(Coordinate labeling lines)
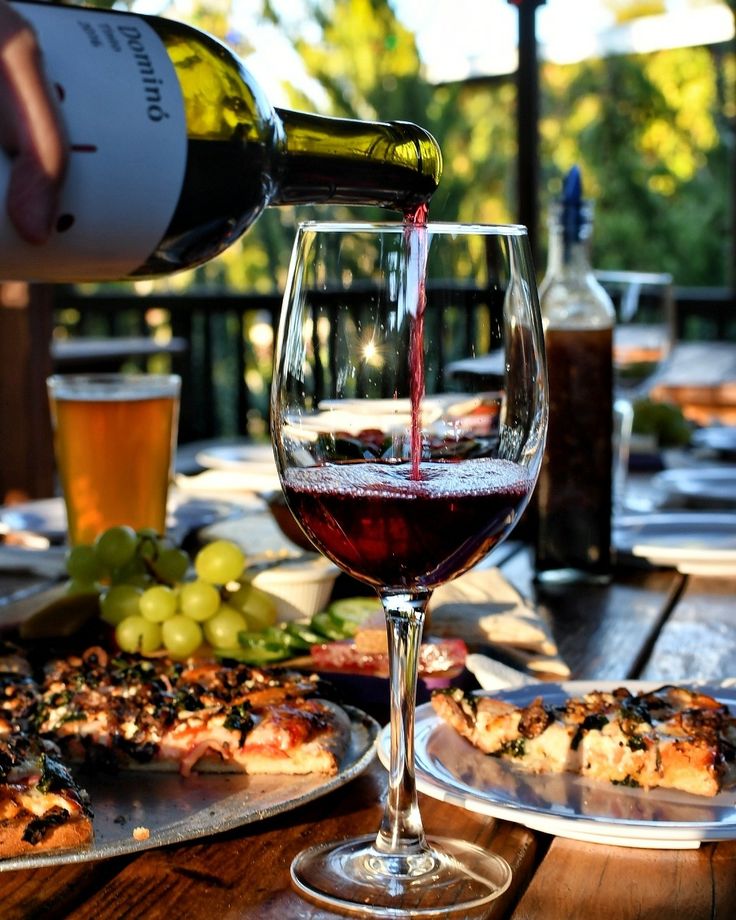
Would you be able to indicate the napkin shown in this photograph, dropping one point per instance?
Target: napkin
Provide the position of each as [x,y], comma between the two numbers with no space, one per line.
[485,610]
[235,485]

Exercise details: Copy out the lines above word for word, omitting the pictures.

Answer to the exercise:
Would you be able to indicate the napkin shown in this photograph, dropping one point per instance?
Target: napkin
Provide the position of each as [x,y], comma between the two numbers with no space, one per line.
[485,610]
[235,485]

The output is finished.